#### [Objective]
Please write out all the rows again, substituting "Find" for "Pinpoint" and changing nothing else. Leave the pictures out of your answer.

[Part of a data file]

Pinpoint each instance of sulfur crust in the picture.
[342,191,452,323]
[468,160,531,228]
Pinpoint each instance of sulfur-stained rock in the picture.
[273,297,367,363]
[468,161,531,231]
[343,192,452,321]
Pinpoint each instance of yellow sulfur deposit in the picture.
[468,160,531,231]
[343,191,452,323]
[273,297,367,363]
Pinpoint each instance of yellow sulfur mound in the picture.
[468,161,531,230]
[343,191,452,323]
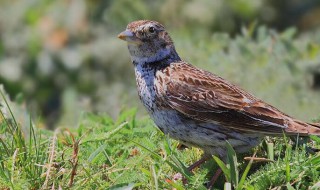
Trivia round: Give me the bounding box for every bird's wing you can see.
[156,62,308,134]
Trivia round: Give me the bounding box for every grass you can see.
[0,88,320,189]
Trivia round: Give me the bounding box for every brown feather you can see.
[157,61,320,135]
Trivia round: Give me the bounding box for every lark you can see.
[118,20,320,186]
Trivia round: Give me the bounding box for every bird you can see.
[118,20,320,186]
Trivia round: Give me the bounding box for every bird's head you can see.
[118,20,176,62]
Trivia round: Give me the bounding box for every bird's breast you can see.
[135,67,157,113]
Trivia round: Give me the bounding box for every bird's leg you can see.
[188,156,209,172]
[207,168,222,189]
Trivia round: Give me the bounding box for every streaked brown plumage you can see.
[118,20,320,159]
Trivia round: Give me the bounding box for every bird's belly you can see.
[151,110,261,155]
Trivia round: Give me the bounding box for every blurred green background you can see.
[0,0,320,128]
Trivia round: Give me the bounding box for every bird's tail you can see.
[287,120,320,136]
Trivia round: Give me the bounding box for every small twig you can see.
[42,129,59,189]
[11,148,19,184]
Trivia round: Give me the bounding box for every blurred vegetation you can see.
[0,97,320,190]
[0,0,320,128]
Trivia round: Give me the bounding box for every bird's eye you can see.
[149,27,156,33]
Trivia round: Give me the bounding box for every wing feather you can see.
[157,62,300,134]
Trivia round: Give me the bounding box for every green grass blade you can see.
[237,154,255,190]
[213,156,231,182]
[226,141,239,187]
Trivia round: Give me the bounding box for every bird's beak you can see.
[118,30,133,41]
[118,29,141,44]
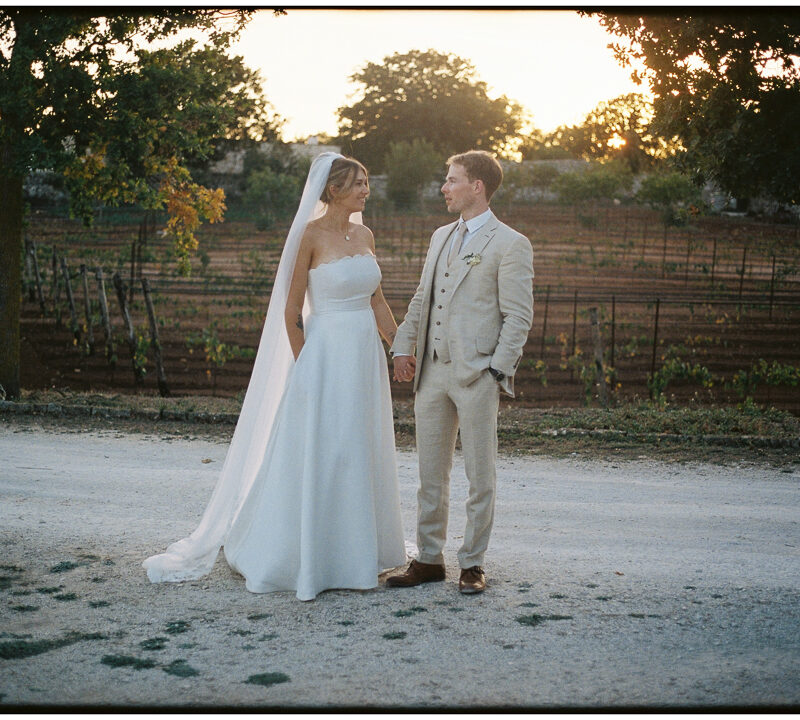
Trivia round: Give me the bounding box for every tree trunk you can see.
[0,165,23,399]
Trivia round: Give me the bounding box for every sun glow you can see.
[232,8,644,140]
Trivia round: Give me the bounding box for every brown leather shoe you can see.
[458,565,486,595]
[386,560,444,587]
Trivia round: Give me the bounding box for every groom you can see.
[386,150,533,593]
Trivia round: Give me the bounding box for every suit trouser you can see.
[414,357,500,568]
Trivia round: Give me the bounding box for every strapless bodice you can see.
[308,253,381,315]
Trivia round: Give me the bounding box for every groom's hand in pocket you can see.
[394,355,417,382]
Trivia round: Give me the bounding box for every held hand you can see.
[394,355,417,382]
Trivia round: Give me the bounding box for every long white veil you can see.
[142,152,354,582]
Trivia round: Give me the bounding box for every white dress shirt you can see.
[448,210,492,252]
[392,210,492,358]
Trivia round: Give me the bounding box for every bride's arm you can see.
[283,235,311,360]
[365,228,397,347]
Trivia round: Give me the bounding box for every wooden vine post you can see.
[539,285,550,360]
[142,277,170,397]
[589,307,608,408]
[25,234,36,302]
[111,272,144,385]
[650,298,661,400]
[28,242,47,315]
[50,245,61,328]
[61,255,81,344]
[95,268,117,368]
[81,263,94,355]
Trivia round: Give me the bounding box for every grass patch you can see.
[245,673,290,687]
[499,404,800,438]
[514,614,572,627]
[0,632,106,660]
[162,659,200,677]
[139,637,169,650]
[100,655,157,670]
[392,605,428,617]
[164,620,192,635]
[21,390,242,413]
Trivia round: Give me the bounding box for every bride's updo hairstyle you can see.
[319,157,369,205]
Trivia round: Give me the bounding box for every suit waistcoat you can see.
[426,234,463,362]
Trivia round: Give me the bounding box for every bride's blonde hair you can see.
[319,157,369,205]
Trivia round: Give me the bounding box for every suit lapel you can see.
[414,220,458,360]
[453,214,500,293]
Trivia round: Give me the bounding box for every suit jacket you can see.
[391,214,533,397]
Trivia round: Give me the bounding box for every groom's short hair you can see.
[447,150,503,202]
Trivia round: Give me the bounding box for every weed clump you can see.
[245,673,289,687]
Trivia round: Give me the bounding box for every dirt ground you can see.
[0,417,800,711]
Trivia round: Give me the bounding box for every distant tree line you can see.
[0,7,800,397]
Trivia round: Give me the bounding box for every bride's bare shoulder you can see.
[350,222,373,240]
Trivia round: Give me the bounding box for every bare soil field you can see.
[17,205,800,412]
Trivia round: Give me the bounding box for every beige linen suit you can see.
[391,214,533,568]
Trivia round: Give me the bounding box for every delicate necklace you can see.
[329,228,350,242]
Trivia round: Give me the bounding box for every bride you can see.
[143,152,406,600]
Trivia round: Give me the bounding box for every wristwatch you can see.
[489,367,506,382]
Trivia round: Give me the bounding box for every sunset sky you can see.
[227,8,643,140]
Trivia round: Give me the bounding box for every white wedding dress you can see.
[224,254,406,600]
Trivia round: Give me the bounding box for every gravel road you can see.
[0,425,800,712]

#### [Response to this task]
Find each instance of sulfur crust in the picture.
[342,191,452,323]
[468,160,531,228]
Find each instance of sulfur-stained rock in the picture.
[273,297,367,363]
[468,161,531,231]
[343,192,452,321]
Find each instance of yellow sulfur deposit in the picture.
[468,160,531,231]
[343,191,452,323]
[273,297,367,363]
Find each instance of yellow sulfur mound in the picture.
[468,161,531,230]
[343,191,452,323]
Trivia round: Give me the bounding box for every bird's wing you can see.
[156,62,308,134]
Trivia round: Give me the bounding box for every grass you can see.
[0,88,320,189]
Trivia round: Give me the bounding box for every brown feather you can see.
[157,61,320,135]
Trivia round: Give me the bounding box for every lark you can see.
[118,20,320,186]
Trivia round: Give me the bounding box for every bird you can see.
[118,20,320,186]
Trivia round: Give me the bounding box for every bird's head you can see.
[118,20,176,62]
Trivia round: Give me the bounding box for every bird's breast you can see.
[135,67,157,113]
Trivia round: Give me the bounding box for every bird's leg you can see.
[188,156,209,172]
[207,168,222,189]
Trivia round: Give me the bounding box for every streaked brown plumage you can see.
[118,20,320,159]
Trivia round: Give me the bounding box for every bird's belly you can see.
[151,110,261,155]
Trivia round: Give me the bounding box for every blurred green background you can see.
[0,0,320,128]
Trivia round: Give me the bounding box for every bird's tail you can see.
[287,120,320,136]
Trivia round: Give me the bounding box for every small twig you can see.
[42,129,59,189]
[11,148,19,184]
Trivia round: Give me the bounding box for every blurred vegetation you can see.
[0,97,320,190]
[0,0,320,128]
Trivia round: Give me the bounding box for every bird's eye you can see.
[149,27,156,33]
Trivia round: Give me the bounding box for every wing feather you can see.
[157,62,300,134]
Trivia round: Give me the bounding box for every green grass blade you can see.
[237,154,255,190]
[213,156,231,182]
[226,141,239,187]
Trivia round: Give me the bounding box for every bird's beak you can see.
[118,30,133,41]
[118,29,141,44]
Trivia round: Give me the bounding box for every tree trunk you can see.
[0,165,23,399]
Trivia round: Give me the bounding box for every sun glow you can see.
[232,8,644,140]
Trivia round: Give me the bounding box for every brown leather shoe you can see.
[458,565,486,595]
[386,560,444,587]
Trivia round: Give me the bounding box for every groom you can see.
[386,150,533,593]
Trivia round: Give me the bounding box for every suit trouser you can see.
[414,357,500,568]
Trivia round: Give me the bounding box for every strapless bodice you can see.
[308,253,381,315]
Trivia round: Give me the bounding box for every groom's hand in pocket you can see.
[394,355,417,382]
Trivia round: Give me the bounding box for every held hand you can see.
[394,355,417,382]
Trivia round: Give me the bounding box for every long white veil you can see.
[142,152,354,582]
Trivia round: Give me the bounding box for every white dress shirt you can see.
[448,210,492,252]
[392,210,492,358]
Trivia round: Give me the bounding box for every bride's arm you can see.
[283,235,311,360]
[365,228,397,347]
Trivia round: Give me the bounding box for every wooden vine post you can see.
[539,285,550,360]
[142,277,170,397]
[589,307,608,408]
[25,234,36,302]
[111,272,144,385]
[650,298,661,400]
[28,242,47,315]
[50,245,61,328]
[61,255,81,344]
[95,268,117,368]
[81,263,94,355]
Trivia round: Give me the bounding box for every grass patch you can see.
[245,673,290,687]
[499,404,800,438]
[514,614,572,627]
[0,632,106,660]
[162,659,200,677]
[139,637,169,650]
[100,655,157,670]
[392,605,428,617]
[164,620,192,635]
[21,390,242,413]
Trivia round: Give me the bounding box for every bride's updo hairstyle you can see.
[319,157,369,205]
Trivia round: Give me the bounding box for every suit waistcoat you can see.
[426,234,463,362]
Trivia round: Give me the bounding box for every bride's blonde hair you can see.
[319,157,369,205]
Trivia round: Give me the bounding box for every suit lapel you can see.
[414,220,458,360]
[453,214,500,293]
Trivia round: Give me the bounding box for every suit jacket you can see.
[391,214,533,397]
Trivia round: Give me the bounding box for every groom's short hair you can see.
[447,150,503,202]
Trivia round: Give me the bounding box for every weed clump you can see.
[245,673,289,687]
Trivia round: Give me the bounding box for every dirt ground you can see.
[0,417,800,711]
Trivia round: Give me the bounding box for every distant tree line you can see.
[0,7,800,397]
Trivia round: Give me the bounding box for every bride's bare shoulder you can see.
[350,222,373,240]
Trivia round: Give me the bounding box for every bare soil field you can see.
[17,205,800,412]
Trivia round: Give me the bounding box for every beige linen suit you can see.
[391,214,533,568]
Trivia round: Give me the bounding box for every delicate necklace you can see.
[329,228,350,242]
Trivia round: Give me the bounding box for every bride you can see.
[143,152,406,600]
Trivia round: Give me the bounding box for every wristwatch you can see.
[489,367,506,382]
Trivia round: Give me the bounding box for every sunset sky you can see.
[227,8,643,140]
Trivia round: Give me the bounding box for every white wedding dress you can see.
[224,254,406,600]
Trivia round: Give me the bounding box for every gravel road you can see.
[0,425,800,712]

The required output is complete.